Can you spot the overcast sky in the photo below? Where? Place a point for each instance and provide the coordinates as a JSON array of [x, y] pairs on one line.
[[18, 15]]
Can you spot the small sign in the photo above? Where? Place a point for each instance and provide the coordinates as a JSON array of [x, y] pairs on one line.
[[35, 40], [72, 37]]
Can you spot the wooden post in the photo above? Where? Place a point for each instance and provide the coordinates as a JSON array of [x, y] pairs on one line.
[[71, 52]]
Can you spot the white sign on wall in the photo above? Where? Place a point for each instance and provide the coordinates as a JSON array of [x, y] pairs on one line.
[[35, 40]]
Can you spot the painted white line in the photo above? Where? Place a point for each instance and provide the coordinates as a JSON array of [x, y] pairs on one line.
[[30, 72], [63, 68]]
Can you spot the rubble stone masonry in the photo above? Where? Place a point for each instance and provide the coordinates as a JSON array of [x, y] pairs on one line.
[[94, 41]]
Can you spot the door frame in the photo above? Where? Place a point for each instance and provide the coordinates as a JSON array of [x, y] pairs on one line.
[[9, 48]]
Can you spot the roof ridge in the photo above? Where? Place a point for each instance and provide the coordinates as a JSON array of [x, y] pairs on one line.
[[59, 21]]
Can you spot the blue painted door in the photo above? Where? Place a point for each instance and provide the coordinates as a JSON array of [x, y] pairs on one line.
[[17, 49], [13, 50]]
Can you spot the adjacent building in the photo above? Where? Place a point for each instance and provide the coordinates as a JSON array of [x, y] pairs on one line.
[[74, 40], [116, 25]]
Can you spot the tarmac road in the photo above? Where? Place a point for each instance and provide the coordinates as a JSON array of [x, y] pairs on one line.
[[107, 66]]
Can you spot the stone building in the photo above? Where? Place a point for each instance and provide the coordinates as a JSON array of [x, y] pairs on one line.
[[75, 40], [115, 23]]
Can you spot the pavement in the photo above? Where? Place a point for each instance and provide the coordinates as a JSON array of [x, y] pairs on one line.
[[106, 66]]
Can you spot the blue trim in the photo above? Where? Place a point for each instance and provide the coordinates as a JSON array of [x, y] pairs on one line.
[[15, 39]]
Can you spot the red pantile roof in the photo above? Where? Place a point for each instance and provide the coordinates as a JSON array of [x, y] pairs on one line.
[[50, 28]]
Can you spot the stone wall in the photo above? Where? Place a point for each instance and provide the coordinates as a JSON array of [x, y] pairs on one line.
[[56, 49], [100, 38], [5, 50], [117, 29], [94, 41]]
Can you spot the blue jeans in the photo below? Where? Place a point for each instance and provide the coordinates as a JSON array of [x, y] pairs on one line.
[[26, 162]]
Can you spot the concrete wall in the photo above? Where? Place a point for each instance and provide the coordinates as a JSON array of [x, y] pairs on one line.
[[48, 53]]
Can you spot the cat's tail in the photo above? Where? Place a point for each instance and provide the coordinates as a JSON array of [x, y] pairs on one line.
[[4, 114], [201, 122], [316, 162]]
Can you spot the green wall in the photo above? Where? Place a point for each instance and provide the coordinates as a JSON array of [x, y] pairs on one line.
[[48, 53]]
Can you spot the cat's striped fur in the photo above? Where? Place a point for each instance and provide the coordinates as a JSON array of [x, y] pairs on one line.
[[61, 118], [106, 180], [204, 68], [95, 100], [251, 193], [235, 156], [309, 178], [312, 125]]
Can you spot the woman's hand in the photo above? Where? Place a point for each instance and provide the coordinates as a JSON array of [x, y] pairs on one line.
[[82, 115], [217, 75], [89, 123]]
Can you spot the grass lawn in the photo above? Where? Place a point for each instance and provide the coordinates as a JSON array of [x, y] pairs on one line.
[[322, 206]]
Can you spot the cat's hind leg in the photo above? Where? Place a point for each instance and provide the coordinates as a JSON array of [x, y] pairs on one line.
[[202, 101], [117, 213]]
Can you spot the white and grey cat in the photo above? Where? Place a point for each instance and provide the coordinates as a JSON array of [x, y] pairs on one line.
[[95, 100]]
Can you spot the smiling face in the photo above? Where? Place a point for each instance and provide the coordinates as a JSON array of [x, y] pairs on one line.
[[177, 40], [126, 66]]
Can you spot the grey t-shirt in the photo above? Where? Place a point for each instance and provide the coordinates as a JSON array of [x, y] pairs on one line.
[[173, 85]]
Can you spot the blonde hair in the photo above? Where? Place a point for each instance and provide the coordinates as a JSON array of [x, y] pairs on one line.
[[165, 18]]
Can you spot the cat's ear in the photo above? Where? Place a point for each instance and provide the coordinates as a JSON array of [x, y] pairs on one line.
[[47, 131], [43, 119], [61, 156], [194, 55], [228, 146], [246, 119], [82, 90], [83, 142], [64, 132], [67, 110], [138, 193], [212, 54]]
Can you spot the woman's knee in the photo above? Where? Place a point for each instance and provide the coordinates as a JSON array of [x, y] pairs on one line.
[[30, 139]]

————————

_Work to complete:_
Could you rewrite the material, requests included, starting at the line that contains "Can you spot the roof" and ending at the line that contains "[[4, 114], [201, 122], [316, 162]]", adding -120 to every coordinate in the answers and giving only those lines?

_Answer:_
Can you spot the roof ridge in the photo above? Where? Place a point for each instance and provide the coordinates as a JSON array of [x, y] pairs on one line.
[[-61, -99]]
Can you spot the blue painted door in the photo above? Where? Place a point for each instance and provide the coordinates as a JSON array of [x, y] pairs on one line.
[[-103, -71], [-107, -70]]
Can you spot the adjacent building in the photo above? Where? Place a point for each instance and provide the coordinates as a JSON array of [x, y] pairs on one line.
[[-46, -80], [-4, -95]]
Can you spot the tarmac road in the photo above? Where? Place a point for each instance and provide the coordinates as a JSON array of [x, y] pairs on one line.
[[-13, -54]]
Can you spot the stone building in the photo above? Where? Place a point for each instance and provide the coordinates as a JSON array of [x, y] pairs on one line.
[[-45, -80], [-5, -97]]
Can you spot the pavement in the photo above? Where? Place a point for each instance and provide the coordinates as a JSON array of [x, y] pairs on one line.
[[-14, -54]]
Can you spot the blue trim in the photo above? Where? Place a point for each instance and provide the coordinates as a JSON array of [x, y] pairs on one line.
[[-105, -81]]
Can you spot the red pantile roof in the photo above? Where? Place a point for each instance and provide the coordinates as a JSON array of [x, y] pairs on one line.
[[-70, -92]]
Can you spot the stone wall in the photo above? Where? Place a point for each instance and provide the coordinates as a JSON array of [x, y] pairs on one line.
[[-64, -71], [-20, -82], [-115, -70], [-3, -91], [-26, -79]]
Can you spot the blue jeans in the photo below? Where? Place a point for each instance and provide the coordinates as a JSON array of [x, y] pairs on one line.
[[-94, 42]]
Can you spot the concrete wall in the photo above? Where? Place a point for each instance and provide the coordinates as a JSON array of [x, y] pairs on one line.
[[-72, -67]]
Can you spot the cat's tail in the photo above? Where? Place a point for each instance and provide the coordinates as a JSON array of [x, y] pairs on one line.
[[-116, -6], [81, 2], [196, 42]]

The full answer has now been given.